Meskipun memiliki perbedaan dalam pendekatan dan kesimpulan, mereka sepakat
bahwa pengalaman
inderawi adalah satu-satunya sumber sah pengetahuan manusia.
4.1.
John Locke (1632–1704)
John Locke dianggap
sebagai bapak empirisme modern. Dalam karya utamanya An Essay
Concerning Human Understanding (1690), ia menolak gagasan ide
bawaan (innate ideas) yang selama ini
dipegang oleh kaum rasionalis seperti Descartes. Ia berpendapat bahwa pikiran
manusia pada awalnya adalah tabula rasa—lembar kosong—yang
kemudian diisi oleh pengalaman melalui dua saluran: sensasi
(pengalaman eksternal melalui pancaindra) dan refleksi (pengamatan terhadap
aktivitas batin)¹.

**Permintaan 1**
Menurut kutipan tentang empirisme, melalui dua saluran apa pengalaman mengisi pikiran manusia menurut John Locke?
**Permintaan 2**
Teruskan kutipan tentang empirisme John Locke, dimulai setelah kalimat terakhirnya.
Catatan di bawah tidak diperlukan.

**Catatan terlampir**
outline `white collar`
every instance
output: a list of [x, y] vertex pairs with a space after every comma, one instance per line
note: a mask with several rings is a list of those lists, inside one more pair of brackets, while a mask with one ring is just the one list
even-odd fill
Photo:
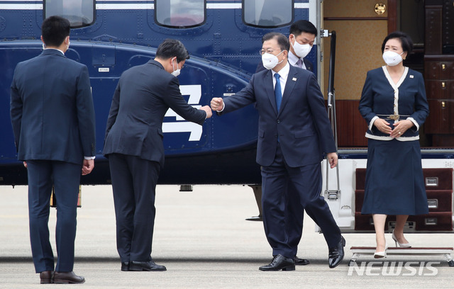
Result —
[[44, 48], [44, 50], [48, 50], [48, 49], [53, 49], [54, 50], [57, 50], [57, 51], [60, 51], [60, 52], [62, 52], [62, 54], [63, 55], [65, 55], [65, 52], [63, 52], [62, 50], [60, 50], [60, 49], [57, 49], [57, 48]]

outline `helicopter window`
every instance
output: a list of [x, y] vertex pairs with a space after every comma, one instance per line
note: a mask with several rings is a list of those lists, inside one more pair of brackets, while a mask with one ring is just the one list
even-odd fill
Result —
[[155, 0], [155, 19], [161, 26], [187, 28], [205, 21], [205, 0]]
[[88, 26], [95, 21], [95, 0], [44, 0], [43, 17], [67, 18], [72, 28]]
[[246, 25], [279, 27], [292, 22], [293, 0], [243, 0], [243, 17]]

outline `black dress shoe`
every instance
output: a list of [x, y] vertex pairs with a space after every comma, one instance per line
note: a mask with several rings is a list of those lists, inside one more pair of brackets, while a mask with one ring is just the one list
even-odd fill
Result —
[[84, 277], [77, 276], [73, 271], [55, 271], [54, 273], [54, 283], [55, 284], [80, 284], [84, 282], [85, 282]]
[[343, 259], [343, 247], [345, 246], [345, 239], [340, 236], [340, 241], [334, 248], [329, 249], [329, 254], [328, 256], [328, 264], [329, 268], [334, 268]]
[[261, 271], [294, 271], [295, 262], [292, 258], [285, 258], [280, 254], [275, 256], [271, 263], [259, 267]]
[[121, 262], [121, 271], [129, 271], [129, 262]]
[[40, 273], [40, 280], [41, 284], [50, 284], [53, 283], [54, 271], [43, 271]]
[[306, 259], [302, 259], [297, 257], [293, 257], [293, 261], [295, 262], [295, 265], [309, 265], [309, 261]]
[[167, 268], [162, 265], [157, 265], [153, 261], [140, 262], [133, 261], [129, 263], [129, 271], [166, 271]]

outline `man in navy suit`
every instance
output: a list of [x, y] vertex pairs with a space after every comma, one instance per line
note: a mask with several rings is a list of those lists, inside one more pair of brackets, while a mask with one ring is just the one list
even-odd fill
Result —
[[165, 40], [155, 60], [123, 73], [114, 94], [103, 154], [111, 170], [121, 271], [166, 270], [150, 256], [164, 115], [172, 108], [201, 125], [212, 113], [208, 106], [189, 106], [179, 91], [176, 76], [189, 58], [180, 41]]
[[253, 75], [236, 94], [211, 100], [211, 108], [220, 114], [253, 103], [259, 113], [257, 162], [262, 166], [263, 225], [274, 256], [262, 271], [295, 268], [294, 248], [285, 228], [287, 183], [294, 187], [289, 193], [299, 194], [301, 207], [311, 210], [321, 228], [330, 268], [344, 255], [345, 239], [320, 196], [323, 154], [331, 168], [338, 162], [324, 99], [315, 75], [288, 63], [289, 46], [282, 34], [263, 36], [262, 60], [267, 70]]
[[[304, 57], [309, 53], [314, 45], [315, 38], [317, 36], [317, 28], [306, 20], [299, 20], [292, 24], [289, 32], [290, 50], [288, 57], [289, 63], [290, 65], [313, 72], [314, 65], [312, 62]], [[263, 63], [260, 62], [257, 66], [255, 73], [262, 70], [266, 70], [266, 68], [263, 66]], [[294, 188], [293, 188], [292, 183], [289, 183], [287, 191], [292, 190], [294, 190]], [[260, 203], [260, 201], [258, 201], [258, 203]], [[294, 249], [293, 259], [295, 265], [307, 265], [309, 264], [309, 260], [297, 256], [298, 244], [303, 234], [303, 219], [304, 217], [304, 210], [301, 206], [299, 195], [295, 192], [289, 193], [285, 207], [286, 231], [289, 237], [289, 244]], [[317, 222], [310, 210], [309, 211], [306, 210], [306, 211]]]
[[[11, 92], [11, 118], [18, 159], [28, 169], [30, 239], [41, 283], [80, 283], [72, 271], [81, 171], [94, 166], [94, 108], [87, 67], [65, 57], [70, 22], [43, 22], [41, 55], [20, 62]], [[49, 242], [50, 198], [57, 203], [54, 256]]]

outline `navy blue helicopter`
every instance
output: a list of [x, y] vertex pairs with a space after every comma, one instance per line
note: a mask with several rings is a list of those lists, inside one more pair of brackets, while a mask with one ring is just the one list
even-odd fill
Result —
[[[111, 98], [124, 70], [154, 57], [164, 39], [179, 39], [191, 55], [179, 76], [182, 94], [194, 107], [207, 105], [248, 83], [260, 61], [264, 34], [287, 33], [295, 19], [315, 18], [314, 5], [307, 0], [0, 1], [0, 185], [26, 183], [9, 125], [9, 86], [16, 64], [41, 52], [43, 18], [60, 15], [70, 21], [66, 56], [89, 67], [98, 155], [96, 169], [82, 182], [101, 184], [109, 183], [101, 153]], [[309, 57], [315, 60], [316, 48]], [[160, 183], [260, 183], [258, 118], [250, 106], [201, 127], [169, 110]]]

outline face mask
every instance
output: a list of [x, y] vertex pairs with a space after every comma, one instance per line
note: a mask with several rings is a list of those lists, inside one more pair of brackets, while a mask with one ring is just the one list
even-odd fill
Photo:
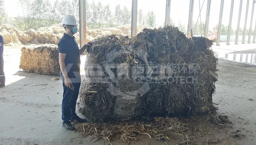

**Jawaban tertulis 1**
Melalui sensasi, yaitu pengalaman eksternal melalui pancaindra, dan refleksi, yaitu pengamatan terhadap aktivitas batin.

**Jawaban tertulis 2**
Locke membedakan
antara ide
sederhana—yang langsung ditangkap oleh indera seperti warna,
suara, atau rasa—dan ide kompleks, yaitu gabungan
dari ide-ide sederhana yang diolah melalui proses mental seperti asosiasi,
perbandingan, atau abstraksi². Ia juga mengemukakan perbedaan antara kualitas
primer (seperti bentuk, ukuran, dan gerak yang melekat pada
objek) dan kualitas sekunder (seperti
warna dan bau yang bergantung pada persepsi subjek)³. Gagasannya ini menjadi
dasar bagi teori representasional tentang persepsi dan pengetahuan.
4.2.
George Berkeley
(1685–1753)
George Berkeley
melanjutkan dan sekaligus merevisi gagasan Locke dengan pendekatan yang lebih
radikal. Dalam karyanya A Treatise Concerning the Principles of Human
Knowledge (1710), Berkeley menolak keberadaan materi
sebagai substansi yang ada secara independen dari persepsi. Ia menyatakan bahwa
esse est
percipi—"ada berarti dipersepsi"⁴. Menurutnya,
seluruh realitas terdiri dari ide-ide dalam pikiran, dan objek-objek material
tidak memiliki eksistensi terpisah dari pengamatan subjek⁵.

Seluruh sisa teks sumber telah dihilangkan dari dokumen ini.